**INSTRUCTIONS:**
- A) In the TiVo Desktop 2.2 thread, what does Andrewp75 suggest starting manually from the services in the control panel?
- B) Pick up the TiVo Desktop 2.2 thread at its last line and write the next part.

═════ SUPPLIED TEXT

# Tivo Desktop 2.2 Problem



## Neotrin (Dec 29, 2005)

Every time I shut my computer off, Tivo desktop fails. Sometimes it just won't load, sometimes says that tivo server not available, sometimes tivo beacon service not available.

If I uninstall it, then reinstall, it works fine...until I shut off my computer again.


----------



## Neotrin (Dec 29, 2005)

Additional info: Here is the sequence of what happens:

1. Shut off computer and restart.

2. Tivo desktop won't load.

3. I use Windows tool to remove desktop, which reports an "Eaccess Violation".

4. If I try to reinstall Tivo desktop at this point, it still won't load, so I must reboot my computer again.

5. Reinstall Tivo Desktop and it works ... until I shut off my computer again.


----------



## Andrewp75 (Aug 4, 2004)

I am having the same problem. Anyone have any solutions??


A


----------



## Andrewp75 (Aug 4, 2004)

Actually, try to go into services in control panel and manually start tivo beacon, then try to open Tivo Desktop.

A


----------



## veejmar (Apr 20, 2005)

Hello,

Having similar problems to the posts above. TiVo ToGo Desktop 2.2 works great...until I re-boot my PC. Shortly after I boot-up, I get a message that the TiVo Server is not responding and my entire pc crashes. Once I remove Desktop 2.2, my system runs great. Any ideas on what may be causing this problem and how to get rid of it would be greatly appreciated. I've searched the forums for solutions, but didn't find anything so my apologies if this info. is posted elsewhere. Thanks in advance.  
--Vince


----------



## rtsmith2 (Feb 12, 2005)

══════════
═════ ENTRIES SHOWN

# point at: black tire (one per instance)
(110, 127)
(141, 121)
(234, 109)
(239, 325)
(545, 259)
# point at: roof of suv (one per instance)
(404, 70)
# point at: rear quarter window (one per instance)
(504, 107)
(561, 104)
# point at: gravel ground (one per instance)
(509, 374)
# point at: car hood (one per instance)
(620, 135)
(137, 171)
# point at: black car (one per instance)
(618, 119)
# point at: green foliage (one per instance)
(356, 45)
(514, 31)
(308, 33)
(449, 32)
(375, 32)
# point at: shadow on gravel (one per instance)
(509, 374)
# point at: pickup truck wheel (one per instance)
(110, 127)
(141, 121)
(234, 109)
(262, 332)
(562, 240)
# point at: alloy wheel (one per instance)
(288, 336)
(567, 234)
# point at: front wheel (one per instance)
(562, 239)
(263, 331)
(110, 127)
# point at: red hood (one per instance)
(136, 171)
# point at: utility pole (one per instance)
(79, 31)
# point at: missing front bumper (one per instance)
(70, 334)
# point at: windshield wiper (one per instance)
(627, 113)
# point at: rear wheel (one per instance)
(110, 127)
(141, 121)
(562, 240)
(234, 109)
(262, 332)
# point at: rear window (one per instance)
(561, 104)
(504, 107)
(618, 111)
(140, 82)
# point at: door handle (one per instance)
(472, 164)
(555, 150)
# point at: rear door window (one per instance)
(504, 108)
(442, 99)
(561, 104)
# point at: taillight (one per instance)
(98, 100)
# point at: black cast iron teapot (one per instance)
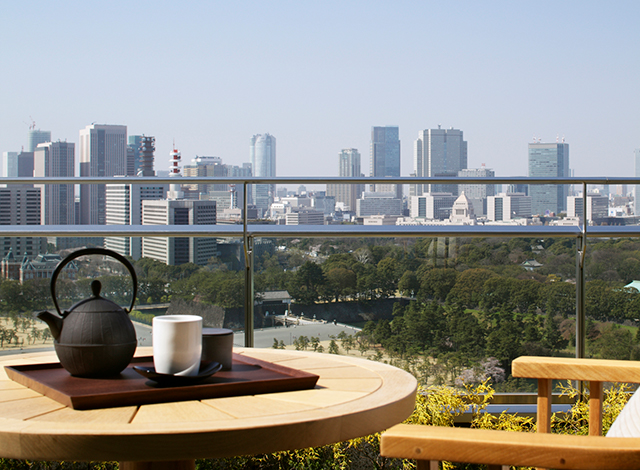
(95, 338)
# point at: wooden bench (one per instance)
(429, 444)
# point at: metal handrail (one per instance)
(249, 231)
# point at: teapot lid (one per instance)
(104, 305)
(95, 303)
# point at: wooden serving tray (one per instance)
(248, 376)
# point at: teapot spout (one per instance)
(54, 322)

══════════
═════ ENTRIES SHOWN

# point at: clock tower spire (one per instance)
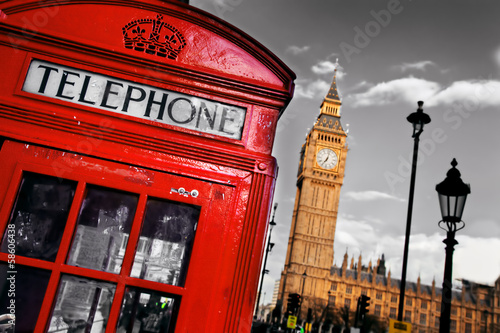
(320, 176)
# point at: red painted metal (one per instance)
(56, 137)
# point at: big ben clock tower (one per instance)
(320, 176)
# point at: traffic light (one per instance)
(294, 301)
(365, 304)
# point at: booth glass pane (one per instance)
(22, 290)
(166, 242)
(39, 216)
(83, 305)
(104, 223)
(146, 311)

══════════
═════ ENTRIES SHOWN

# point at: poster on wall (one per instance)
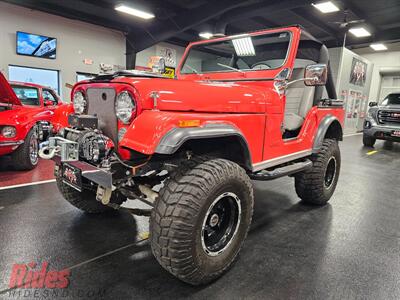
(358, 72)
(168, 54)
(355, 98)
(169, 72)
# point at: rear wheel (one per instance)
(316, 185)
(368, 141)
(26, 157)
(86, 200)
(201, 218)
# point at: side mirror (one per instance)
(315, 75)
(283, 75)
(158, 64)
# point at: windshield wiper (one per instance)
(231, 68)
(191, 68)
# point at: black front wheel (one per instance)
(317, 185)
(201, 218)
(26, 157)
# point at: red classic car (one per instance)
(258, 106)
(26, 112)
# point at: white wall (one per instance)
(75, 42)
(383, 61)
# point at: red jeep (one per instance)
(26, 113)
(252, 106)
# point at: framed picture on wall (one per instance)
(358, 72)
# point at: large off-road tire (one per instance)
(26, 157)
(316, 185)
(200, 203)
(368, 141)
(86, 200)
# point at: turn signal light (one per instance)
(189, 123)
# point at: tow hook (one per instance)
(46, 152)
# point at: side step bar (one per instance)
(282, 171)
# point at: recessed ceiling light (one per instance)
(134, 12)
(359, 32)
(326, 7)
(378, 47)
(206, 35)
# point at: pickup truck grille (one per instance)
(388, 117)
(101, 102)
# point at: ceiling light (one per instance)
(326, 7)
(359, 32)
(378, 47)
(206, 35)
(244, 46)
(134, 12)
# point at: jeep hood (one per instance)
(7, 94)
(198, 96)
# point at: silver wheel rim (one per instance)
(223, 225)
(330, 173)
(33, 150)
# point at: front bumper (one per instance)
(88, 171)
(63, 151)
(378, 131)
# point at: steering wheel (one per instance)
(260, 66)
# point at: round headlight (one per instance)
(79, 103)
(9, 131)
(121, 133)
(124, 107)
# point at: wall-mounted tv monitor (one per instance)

══════════

**RESULTS IN ORDER:**
- A) The TiVo beacon service.

- B)
I am having very similar problems. If I try checking TiVo server properties, there is a pause of several seconds, then "An internal error occurred". On the rare occasion that the TiVo beacon shows in the system tray after bootup, TiVo server works fine. It seems independent of being able to communicate over my NetGear wireless network to the DVR. I have tried restarting the TiVo beacon multiple times through Manage Services, but only succeeded once. I turned off my Freedom firewall, Norton anti-virus, Spycatcher, etc., with no luck. There is a conflict with some application, but I have no clue which one. Desktop 2.2 seems to live peacefully on my wife's computer (Dell Dimension 5150) but not on my Gateway. Desktop 2.1 had a few problems, but not as bad as this. I may have to go back to 2.0.


----------



## rtsmith2 (Feb 12, 2005)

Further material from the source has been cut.